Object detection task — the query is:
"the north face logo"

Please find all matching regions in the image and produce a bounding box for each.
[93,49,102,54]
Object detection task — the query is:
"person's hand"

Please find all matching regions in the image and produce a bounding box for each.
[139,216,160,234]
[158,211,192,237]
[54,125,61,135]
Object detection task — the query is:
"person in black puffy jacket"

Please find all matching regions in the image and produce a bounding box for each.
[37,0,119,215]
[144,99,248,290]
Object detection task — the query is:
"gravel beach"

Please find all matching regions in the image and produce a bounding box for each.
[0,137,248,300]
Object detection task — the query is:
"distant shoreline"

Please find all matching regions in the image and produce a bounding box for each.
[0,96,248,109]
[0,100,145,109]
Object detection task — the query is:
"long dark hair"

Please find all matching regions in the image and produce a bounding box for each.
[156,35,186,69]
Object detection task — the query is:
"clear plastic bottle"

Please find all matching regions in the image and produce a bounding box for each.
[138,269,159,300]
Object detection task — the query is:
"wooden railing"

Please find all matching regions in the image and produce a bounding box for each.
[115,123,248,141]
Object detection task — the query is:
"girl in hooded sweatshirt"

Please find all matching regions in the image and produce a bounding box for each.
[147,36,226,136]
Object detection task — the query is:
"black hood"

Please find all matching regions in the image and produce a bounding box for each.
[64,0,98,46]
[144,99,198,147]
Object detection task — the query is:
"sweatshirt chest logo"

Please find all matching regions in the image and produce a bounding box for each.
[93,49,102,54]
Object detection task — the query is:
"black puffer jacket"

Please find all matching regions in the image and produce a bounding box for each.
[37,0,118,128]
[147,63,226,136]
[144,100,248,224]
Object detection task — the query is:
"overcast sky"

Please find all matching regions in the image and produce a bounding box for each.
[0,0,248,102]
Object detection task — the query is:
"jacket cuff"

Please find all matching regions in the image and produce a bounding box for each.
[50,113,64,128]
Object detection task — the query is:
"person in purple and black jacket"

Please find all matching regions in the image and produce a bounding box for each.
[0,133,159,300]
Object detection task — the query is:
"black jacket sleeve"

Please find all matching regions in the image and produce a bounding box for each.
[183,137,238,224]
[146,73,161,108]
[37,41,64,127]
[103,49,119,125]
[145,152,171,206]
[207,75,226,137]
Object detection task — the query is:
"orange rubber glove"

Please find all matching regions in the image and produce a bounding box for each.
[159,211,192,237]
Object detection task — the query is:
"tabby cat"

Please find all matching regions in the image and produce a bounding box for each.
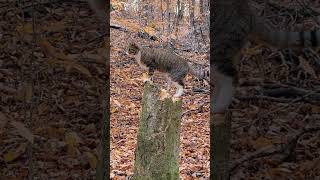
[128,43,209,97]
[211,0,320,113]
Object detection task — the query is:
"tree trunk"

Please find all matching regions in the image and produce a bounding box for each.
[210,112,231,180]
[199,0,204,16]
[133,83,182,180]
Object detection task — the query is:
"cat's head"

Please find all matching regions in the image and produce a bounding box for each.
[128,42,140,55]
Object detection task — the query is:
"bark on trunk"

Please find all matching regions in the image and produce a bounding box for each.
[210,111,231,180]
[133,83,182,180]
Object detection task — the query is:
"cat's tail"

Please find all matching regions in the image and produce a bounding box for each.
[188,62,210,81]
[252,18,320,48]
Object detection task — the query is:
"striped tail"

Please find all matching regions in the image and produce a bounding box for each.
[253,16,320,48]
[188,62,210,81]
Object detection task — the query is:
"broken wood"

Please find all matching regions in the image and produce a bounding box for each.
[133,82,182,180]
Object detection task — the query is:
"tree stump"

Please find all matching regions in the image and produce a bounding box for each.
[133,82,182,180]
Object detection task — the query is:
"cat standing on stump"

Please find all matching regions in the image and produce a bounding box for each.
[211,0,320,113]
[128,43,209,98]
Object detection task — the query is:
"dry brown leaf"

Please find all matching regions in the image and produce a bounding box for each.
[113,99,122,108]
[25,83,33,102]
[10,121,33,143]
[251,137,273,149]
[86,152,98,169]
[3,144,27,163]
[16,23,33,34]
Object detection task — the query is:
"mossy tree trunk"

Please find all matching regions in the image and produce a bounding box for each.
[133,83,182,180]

☆ ☆ ☆ ☆ ☆

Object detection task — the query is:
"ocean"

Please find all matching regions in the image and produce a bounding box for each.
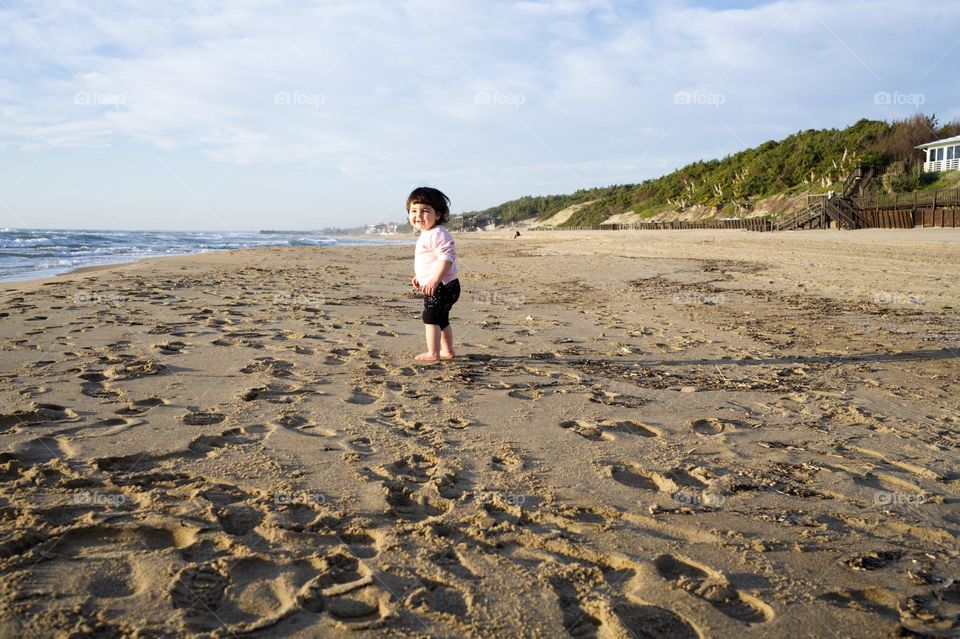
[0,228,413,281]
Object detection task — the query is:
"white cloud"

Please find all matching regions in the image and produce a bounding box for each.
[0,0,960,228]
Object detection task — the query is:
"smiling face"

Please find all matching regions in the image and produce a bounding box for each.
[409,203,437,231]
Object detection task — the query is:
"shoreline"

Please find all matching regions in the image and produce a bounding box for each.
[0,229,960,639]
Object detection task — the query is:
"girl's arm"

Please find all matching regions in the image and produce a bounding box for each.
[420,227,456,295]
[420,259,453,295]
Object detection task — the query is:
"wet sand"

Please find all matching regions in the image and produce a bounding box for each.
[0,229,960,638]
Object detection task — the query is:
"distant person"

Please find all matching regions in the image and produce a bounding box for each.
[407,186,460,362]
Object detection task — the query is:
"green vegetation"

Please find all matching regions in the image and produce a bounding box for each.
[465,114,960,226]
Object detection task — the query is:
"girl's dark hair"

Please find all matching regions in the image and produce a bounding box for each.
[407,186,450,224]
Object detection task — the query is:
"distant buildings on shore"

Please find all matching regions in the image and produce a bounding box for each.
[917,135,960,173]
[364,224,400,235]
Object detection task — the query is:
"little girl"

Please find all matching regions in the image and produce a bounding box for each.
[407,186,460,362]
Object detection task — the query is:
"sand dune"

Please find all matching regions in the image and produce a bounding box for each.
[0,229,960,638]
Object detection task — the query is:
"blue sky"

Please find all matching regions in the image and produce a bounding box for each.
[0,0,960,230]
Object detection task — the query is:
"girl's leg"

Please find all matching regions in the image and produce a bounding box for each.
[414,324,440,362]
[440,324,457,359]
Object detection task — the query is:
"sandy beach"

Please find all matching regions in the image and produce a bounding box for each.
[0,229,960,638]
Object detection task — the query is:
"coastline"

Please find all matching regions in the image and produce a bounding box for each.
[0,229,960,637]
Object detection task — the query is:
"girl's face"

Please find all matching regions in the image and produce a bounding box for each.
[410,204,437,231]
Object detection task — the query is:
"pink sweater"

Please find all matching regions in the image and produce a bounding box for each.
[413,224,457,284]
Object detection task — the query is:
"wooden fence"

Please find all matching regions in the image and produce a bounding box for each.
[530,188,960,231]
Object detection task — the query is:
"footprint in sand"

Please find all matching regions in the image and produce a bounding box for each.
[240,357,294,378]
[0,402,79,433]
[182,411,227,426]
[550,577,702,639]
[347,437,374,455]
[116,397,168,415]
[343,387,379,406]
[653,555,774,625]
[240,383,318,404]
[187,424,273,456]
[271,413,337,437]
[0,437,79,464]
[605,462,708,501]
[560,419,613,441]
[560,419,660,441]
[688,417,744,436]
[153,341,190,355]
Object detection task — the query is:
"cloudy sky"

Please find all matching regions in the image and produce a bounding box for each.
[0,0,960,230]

☆ ☆ ☆ ☆ ☆

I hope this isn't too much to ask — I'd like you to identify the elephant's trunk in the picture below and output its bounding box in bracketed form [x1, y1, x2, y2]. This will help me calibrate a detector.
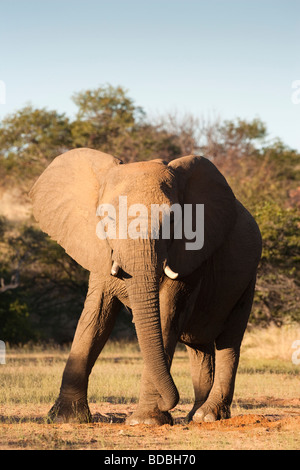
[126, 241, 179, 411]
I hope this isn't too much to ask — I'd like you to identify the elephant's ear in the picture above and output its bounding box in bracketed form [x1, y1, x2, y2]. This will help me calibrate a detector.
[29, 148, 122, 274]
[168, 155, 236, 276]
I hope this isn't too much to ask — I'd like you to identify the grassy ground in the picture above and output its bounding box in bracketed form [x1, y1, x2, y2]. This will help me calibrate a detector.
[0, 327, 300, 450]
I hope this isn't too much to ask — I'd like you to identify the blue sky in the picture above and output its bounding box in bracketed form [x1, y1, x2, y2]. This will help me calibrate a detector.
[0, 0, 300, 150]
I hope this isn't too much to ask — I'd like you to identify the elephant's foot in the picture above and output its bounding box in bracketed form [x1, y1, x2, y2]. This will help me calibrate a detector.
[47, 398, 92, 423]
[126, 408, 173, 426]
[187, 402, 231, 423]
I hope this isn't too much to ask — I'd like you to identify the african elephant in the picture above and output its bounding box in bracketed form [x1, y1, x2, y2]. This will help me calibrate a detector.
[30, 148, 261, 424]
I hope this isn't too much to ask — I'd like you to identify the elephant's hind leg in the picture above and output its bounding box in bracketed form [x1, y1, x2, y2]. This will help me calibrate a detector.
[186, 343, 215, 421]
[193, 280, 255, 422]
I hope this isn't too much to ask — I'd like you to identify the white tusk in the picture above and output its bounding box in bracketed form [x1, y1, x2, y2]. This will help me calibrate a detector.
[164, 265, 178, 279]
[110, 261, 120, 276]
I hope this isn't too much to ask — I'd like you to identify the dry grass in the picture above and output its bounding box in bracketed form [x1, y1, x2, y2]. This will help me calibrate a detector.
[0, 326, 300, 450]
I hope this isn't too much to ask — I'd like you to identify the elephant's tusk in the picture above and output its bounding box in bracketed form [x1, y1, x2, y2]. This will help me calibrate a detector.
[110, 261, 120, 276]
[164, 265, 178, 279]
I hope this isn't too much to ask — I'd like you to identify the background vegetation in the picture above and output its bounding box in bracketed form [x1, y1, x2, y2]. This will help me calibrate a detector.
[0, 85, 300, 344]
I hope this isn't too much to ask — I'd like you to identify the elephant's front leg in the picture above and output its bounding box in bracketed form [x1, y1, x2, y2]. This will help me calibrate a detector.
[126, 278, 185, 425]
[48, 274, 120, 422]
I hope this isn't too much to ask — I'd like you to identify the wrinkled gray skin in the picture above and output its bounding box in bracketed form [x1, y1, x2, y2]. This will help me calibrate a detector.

☆ ☆ ☆ ☆ ☆

> What the exercise asks
Copy out the records between the line containing "the elephant's ear" and the line containing "[193, 280, 255, 422]", inclusive. Change "calibrate" to "tune" throughout and keep everything else the same.

> Answer to the task
I hope this isn't too much to ask — I'd like you to identify the elephant's ear in the picture above and output its bounding box in bracketed form [x1, y1, x2, y2]. This will help me tune a detector.
[29, 148, 122, 274]
[168, 155, 236, 276]
I hope this isn't too much to ask — I'd like you to identify the grassy ground in the picture above and output its bounding box in bracketed form [x1, y1, x2, y2]. This will help me tune a detector.
[0, 327, 300, 450]
I hope this isn't too much to ask — I'd like you to identify the blue sky in the picture above and output its bounding box in bracketed form [x1, y1, x2, y2]. This will help me tune a detector.
[0, 0, 300, 150]
I hope this isn't too much to ask — I'd like you to identify the elephant's foot in the picture above and output its bounding box in bracketed form [x1, y1, x2, y2]. This will help me tune a detector.
[47, 398, 92, 423]
[126, 408, 173, 426]
[187, 402, 231, 423]
I hope this isn't too much to ask — I'd like you to identify the african elephant in the picture above and output its bounding box in bracketed form [x1, y1, x2, y2]. This will help me tune a detector.
[30, 148, 261, 424]
I hope this isn't too much to ask — I'd like you to identify the elephant's hind leg in the picture above and output its bounding box in bracketed form [x1, y1, x2, y2]. This will help me tune a detector.
[186, 343, 215, 421]
[193, 280, 255, 422]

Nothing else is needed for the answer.